Task to carry out ▸ Extract the records in full, leaving every picture out.

Material supplied ▸

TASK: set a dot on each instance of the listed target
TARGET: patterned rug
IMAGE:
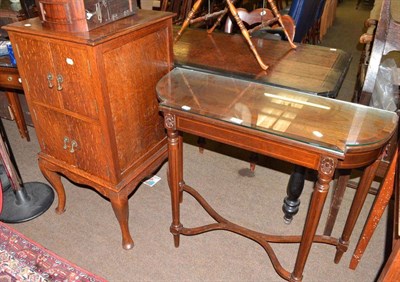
(23, 260)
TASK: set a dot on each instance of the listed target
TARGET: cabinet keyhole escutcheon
(49, 80)
(66, 140)
(59, 82)
(74, 145)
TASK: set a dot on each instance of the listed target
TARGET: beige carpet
(87, 234)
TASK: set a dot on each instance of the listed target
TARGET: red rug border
(52, 253)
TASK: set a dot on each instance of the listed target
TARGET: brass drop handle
(60, 80)
(49, 80)
(74, 145)
(66, 140)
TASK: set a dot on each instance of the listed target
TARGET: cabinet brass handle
(66, 140)
(59, 82)
(49, 80)
(74, 145)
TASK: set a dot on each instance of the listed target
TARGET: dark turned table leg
(294, 189)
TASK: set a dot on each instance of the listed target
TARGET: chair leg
(380, 203)
(338, 193)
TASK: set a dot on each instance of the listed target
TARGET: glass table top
(321, 122)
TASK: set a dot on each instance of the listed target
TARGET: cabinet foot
(55, 180)
(121, 211)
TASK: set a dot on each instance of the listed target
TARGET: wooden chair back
(257, 16)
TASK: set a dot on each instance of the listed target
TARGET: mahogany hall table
(278, 123)
(309, 68)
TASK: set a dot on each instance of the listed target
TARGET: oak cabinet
(93, 102)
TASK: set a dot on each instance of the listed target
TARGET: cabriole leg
(121, 211)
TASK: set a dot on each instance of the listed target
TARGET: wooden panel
(34, 62)
(52, 128)
(90, 154)
(73, 65)
(132, 94)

Written reply ▸
TASK: set a dot on each instance of the listed target
TARGET: patterned rug
IMAGE:
(23, 260)
TASK: set a dot on each instance of the listed target
TARGET: cabinet keyhole escutcheon
(49, 80)
(66, 140)
(59, 82)
(74, 145)
TASK: set a dot on each instance of the listed target
TARGET: beige carpet
(87, 234)
TASK: set a dot on each instance of the listed target
TARGET: red rug border
(52, 253)
TASK: set a dot on each instance of the listed target
TARGET: brass drop handle
(60, 80)
(49, 80)
(74, 145)
(66, 140)
TASK: set a dot on each instance of the listed target
TARGET: cabinet brass handle
(66, 140)
(59, 82)
(49, 80)
(74, 145)
TASK: set a dot on each instance of the listed target
TARGET: dark turned table leg
(294, 189)
TASK: set a dot on each instance of the listed target
TARGET: chair leg
(380, 203)
(338, 193)
TASK: set a dot on each instance of the listed target
TARGET: glass table top
(321, 122)
TASK: set a dot on each instance of the listed target
TARGET: cabinet foot
(55, 180)
(121, 211)
TASK: set a dot on each instance of the listed target
TARGET: wooden chair back
(257, 16)
TASK: set a dot on each instance of the listed target
TARGET: mahogany hall table
(278, 123)
(309, 68)
TASK: set a dot on each instance of the listed target
TARGET: oak cabinet
(93, 102)
TASK: set a dot on each instance of the listed target
TARGET: cabriole leg
(121, 211)
TASK: set a dot on each instance of the listed target
TARGET: wooden panel
(34, 62)
(52, 128)
(90, 154)
(73, 65)
(132, 94)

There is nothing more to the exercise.